# PROBLEM STATEMENT
All lines from the one containing "the gold drop" to the end of the entries below must be output exactly, and no other lines.
=== RECORD SET ===
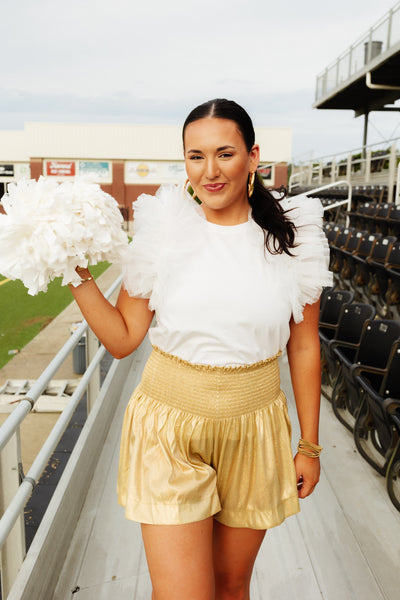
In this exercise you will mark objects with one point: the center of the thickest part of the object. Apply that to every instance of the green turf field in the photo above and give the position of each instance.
(23, 316)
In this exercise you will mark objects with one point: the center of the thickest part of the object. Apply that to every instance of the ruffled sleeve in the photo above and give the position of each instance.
(140, 263)
(163, 232)
(309, 269)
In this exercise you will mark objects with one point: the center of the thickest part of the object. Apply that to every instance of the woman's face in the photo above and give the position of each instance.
(218, 165)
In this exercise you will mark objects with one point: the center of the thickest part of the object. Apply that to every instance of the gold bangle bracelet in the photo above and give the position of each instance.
(309, 449)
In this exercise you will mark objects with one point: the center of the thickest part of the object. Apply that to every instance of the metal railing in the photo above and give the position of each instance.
(377, 40)
(334, 205)
(15, 487)
(375, 165)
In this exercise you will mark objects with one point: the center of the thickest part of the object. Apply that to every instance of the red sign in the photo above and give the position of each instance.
(60, 168)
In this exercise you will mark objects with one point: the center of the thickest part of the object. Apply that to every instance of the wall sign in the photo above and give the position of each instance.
(99, 170)
(6, 170)
(152, 171)
(60, 168)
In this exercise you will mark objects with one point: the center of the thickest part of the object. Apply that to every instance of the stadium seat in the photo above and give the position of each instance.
(394, 221)
(383, 275)
(379, 250)
(372, 353)
(347, 335)
(330, 311)
(375, 435)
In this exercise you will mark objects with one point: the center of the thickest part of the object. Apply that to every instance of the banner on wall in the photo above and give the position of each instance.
(60, 168)
(13, 171)
(22, 171)
(154, 171)
(99, 170)
(6, 170)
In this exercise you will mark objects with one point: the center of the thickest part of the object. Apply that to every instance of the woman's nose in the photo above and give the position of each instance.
(212, 169)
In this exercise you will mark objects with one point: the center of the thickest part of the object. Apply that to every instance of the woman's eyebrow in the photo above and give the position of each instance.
(220, 149)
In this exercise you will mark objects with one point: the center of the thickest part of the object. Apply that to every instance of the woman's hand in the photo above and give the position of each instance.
(308, 471)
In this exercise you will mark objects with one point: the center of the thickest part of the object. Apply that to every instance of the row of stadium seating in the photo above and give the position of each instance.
(360, 375)
(368, 264)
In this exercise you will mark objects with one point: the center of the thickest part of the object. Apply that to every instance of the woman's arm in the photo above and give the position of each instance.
(305, 369)
(120, 328)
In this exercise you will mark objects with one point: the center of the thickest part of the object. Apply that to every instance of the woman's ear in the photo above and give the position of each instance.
(254, 157)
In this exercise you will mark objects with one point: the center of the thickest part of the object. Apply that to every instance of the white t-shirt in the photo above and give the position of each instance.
(220, 298)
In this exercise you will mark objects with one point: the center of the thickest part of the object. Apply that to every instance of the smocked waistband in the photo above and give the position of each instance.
(210, 391)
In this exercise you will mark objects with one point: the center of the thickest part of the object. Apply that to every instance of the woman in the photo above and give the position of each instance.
(233, 276)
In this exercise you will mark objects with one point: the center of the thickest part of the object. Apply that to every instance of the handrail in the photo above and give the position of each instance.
(10, 428)
(335, 204)
(27, 403)
(379, 39)
(29, 482)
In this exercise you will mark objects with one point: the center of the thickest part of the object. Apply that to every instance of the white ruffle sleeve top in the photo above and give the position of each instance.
(220, 298)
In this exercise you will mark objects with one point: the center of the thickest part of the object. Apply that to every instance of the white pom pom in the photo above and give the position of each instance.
(49, 229)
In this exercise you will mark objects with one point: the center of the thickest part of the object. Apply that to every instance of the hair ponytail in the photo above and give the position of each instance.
(267, 212)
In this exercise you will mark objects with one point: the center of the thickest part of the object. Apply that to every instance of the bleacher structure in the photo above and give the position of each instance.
(360, 316)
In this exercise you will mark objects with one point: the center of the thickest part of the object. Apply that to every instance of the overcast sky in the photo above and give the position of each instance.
(152, 61)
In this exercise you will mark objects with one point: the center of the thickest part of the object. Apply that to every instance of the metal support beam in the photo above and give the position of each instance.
(365, 134)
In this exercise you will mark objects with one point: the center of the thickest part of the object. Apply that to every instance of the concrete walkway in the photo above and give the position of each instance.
(343, 545)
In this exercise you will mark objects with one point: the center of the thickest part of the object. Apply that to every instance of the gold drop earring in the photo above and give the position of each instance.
(189, 189)
(250, 184)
===
# TASK RESPONSE
In this exercise you will mark objects with one point: the center of the thickest part of the object. Apply that to every instance of the gold drop earring in the photo above and give the position of each instance.
(189, 189)
(250, 184)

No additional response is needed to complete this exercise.